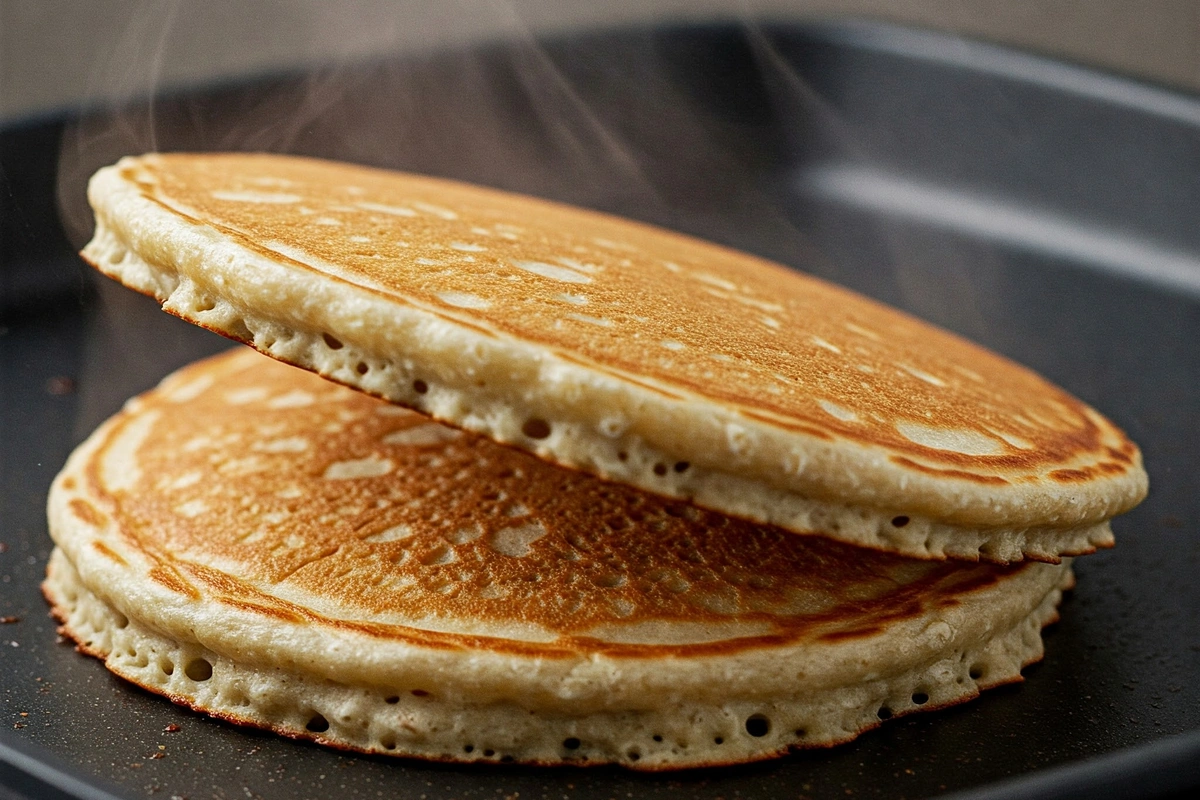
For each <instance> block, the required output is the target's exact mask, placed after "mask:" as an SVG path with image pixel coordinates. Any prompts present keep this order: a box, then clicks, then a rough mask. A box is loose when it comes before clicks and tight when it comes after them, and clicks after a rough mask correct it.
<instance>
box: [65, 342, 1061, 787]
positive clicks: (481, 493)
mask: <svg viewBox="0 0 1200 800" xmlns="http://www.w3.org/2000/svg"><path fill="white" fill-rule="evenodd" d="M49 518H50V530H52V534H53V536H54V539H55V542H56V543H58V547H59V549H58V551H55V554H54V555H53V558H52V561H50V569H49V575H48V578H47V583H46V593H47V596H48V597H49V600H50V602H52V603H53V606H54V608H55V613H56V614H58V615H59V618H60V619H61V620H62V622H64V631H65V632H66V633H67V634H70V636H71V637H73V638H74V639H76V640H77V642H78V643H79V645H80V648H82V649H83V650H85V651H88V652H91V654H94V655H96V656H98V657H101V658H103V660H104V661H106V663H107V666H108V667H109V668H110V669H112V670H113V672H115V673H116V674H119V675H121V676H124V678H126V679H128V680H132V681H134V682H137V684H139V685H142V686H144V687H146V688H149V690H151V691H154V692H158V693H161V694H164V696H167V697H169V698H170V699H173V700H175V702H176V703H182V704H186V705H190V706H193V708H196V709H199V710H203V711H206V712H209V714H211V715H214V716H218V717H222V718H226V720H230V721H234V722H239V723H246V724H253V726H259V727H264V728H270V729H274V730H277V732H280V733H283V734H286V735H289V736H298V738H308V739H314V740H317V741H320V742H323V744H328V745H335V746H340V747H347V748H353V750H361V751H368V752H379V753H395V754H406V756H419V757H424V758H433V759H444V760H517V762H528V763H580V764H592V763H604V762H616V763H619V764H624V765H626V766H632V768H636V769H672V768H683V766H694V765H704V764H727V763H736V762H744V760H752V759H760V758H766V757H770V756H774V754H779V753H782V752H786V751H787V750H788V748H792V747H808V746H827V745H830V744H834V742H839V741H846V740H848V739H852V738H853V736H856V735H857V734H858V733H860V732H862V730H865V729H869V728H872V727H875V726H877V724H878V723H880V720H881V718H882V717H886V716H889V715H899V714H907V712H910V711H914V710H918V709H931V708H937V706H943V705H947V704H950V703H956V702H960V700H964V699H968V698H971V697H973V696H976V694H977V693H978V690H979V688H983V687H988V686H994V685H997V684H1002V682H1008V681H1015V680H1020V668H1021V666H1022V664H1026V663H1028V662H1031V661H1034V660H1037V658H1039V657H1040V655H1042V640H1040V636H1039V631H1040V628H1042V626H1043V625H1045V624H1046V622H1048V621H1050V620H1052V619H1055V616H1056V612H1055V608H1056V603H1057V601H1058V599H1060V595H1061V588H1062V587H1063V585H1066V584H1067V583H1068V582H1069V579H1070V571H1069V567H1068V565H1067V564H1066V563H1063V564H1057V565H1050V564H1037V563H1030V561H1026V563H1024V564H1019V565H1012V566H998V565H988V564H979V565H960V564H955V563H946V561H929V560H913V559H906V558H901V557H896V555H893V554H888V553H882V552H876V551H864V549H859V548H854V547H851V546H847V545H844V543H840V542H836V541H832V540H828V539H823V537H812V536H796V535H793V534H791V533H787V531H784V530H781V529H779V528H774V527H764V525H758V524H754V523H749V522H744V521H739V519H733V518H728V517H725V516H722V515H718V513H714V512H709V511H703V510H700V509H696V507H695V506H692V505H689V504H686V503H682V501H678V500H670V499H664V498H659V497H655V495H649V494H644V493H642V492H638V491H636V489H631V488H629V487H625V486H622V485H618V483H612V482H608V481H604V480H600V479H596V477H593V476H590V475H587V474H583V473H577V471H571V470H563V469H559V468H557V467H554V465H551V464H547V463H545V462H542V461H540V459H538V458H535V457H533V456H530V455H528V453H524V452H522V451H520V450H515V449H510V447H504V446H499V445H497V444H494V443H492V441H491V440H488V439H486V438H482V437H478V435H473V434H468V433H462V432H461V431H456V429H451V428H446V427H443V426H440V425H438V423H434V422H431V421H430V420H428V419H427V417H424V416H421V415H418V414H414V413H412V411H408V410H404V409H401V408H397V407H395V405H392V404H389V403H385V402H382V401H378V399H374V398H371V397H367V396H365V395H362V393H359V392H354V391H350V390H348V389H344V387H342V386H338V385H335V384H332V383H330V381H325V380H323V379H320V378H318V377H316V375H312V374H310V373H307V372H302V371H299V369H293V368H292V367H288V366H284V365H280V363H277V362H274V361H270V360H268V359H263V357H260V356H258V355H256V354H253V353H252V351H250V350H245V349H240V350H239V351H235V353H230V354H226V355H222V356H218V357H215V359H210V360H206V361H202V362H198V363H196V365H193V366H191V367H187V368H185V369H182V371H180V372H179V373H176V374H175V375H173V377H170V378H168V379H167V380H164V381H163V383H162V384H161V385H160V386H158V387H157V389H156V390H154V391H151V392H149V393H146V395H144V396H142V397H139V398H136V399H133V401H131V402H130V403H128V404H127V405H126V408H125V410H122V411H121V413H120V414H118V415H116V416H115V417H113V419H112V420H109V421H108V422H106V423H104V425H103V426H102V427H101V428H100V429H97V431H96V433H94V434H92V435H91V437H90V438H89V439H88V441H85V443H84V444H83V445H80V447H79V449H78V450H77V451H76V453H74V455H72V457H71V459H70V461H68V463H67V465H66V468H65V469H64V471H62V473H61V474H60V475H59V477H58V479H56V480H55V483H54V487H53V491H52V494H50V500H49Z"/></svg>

= = = =

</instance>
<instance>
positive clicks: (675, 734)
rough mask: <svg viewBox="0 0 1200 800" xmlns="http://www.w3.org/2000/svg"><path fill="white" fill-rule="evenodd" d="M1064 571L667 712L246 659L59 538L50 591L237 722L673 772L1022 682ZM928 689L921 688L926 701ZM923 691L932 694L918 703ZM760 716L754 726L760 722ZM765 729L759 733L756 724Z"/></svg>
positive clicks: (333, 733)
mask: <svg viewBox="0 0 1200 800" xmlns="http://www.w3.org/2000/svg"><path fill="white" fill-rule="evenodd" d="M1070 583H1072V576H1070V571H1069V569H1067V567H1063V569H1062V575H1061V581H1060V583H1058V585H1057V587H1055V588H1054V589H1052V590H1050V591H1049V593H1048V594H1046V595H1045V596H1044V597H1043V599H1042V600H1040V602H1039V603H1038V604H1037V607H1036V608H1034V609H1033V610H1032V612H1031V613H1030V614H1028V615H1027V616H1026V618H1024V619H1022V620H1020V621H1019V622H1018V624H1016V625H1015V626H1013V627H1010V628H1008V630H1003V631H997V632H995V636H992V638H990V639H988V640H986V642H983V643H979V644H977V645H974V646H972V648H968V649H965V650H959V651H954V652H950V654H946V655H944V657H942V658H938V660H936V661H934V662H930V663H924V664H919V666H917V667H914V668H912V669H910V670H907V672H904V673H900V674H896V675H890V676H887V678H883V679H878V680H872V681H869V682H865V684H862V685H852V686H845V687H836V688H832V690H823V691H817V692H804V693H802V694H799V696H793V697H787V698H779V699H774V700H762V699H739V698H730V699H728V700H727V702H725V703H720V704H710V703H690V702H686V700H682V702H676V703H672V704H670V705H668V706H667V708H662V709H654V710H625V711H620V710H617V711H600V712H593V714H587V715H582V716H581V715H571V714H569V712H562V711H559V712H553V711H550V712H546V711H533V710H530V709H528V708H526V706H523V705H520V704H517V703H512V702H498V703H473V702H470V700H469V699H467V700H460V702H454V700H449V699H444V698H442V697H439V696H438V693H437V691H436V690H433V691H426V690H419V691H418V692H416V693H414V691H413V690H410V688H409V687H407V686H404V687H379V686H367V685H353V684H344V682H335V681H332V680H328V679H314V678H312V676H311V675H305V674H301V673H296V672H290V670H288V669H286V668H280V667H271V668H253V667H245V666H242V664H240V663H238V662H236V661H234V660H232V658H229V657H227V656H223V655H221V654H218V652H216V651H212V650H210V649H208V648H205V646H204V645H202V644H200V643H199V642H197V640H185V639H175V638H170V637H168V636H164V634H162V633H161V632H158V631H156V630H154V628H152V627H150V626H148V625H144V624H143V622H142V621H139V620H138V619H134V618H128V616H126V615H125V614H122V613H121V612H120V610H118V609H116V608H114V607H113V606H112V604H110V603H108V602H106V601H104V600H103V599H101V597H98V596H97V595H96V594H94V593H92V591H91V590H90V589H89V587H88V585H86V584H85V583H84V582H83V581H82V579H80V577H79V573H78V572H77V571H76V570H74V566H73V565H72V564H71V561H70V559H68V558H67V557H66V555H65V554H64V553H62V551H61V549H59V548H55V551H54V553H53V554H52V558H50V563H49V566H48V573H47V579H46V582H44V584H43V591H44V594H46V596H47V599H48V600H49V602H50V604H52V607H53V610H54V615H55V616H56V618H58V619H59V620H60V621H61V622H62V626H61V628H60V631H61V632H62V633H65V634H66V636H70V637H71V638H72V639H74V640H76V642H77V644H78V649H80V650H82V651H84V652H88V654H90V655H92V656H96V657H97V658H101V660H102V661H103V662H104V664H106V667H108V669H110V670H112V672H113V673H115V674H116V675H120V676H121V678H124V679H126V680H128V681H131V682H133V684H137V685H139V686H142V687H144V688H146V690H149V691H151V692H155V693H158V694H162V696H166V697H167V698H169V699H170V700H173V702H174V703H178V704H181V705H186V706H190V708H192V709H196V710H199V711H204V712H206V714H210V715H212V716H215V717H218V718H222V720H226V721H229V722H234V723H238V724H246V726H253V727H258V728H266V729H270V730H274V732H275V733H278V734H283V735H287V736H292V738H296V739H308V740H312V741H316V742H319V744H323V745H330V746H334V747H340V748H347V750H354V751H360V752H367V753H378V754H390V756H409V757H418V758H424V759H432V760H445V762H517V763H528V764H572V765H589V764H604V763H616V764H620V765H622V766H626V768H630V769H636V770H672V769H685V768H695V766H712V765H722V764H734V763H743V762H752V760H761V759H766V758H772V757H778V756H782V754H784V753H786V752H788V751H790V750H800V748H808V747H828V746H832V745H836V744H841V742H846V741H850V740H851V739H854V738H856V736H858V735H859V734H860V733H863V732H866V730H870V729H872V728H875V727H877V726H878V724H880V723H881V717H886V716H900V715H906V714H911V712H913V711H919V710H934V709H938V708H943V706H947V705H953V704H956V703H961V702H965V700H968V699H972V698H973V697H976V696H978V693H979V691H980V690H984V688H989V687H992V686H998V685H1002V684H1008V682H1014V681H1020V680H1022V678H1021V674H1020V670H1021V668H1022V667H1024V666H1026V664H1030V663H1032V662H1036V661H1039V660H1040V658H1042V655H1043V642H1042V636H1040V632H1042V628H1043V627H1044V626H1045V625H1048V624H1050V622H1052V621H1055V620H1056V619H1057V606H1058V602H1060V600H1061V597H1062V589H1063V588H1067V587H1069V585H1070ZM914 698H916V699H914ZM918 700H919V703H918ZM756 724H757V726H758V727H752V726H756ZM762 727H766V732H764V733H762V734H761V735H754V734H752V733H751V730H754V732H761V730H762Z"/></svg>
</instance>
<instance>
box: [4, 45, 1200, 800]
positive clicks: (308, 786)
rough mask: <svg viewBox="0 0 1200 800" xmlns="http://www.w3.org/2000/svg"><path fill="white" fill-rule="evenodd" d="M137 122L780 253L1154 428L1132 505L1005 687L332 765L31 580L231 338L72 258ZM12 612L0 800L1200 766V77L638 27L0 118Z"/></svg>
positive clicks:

= = = =

Task objective: Which lines in the rows above contain the string "positive"? List every one of them.

Task output:
positive clicks: (481, 493)
positive clicks: (675, 734)
positive clicks: (333, 733)
positive clicks: (308, 786)
positive clicks:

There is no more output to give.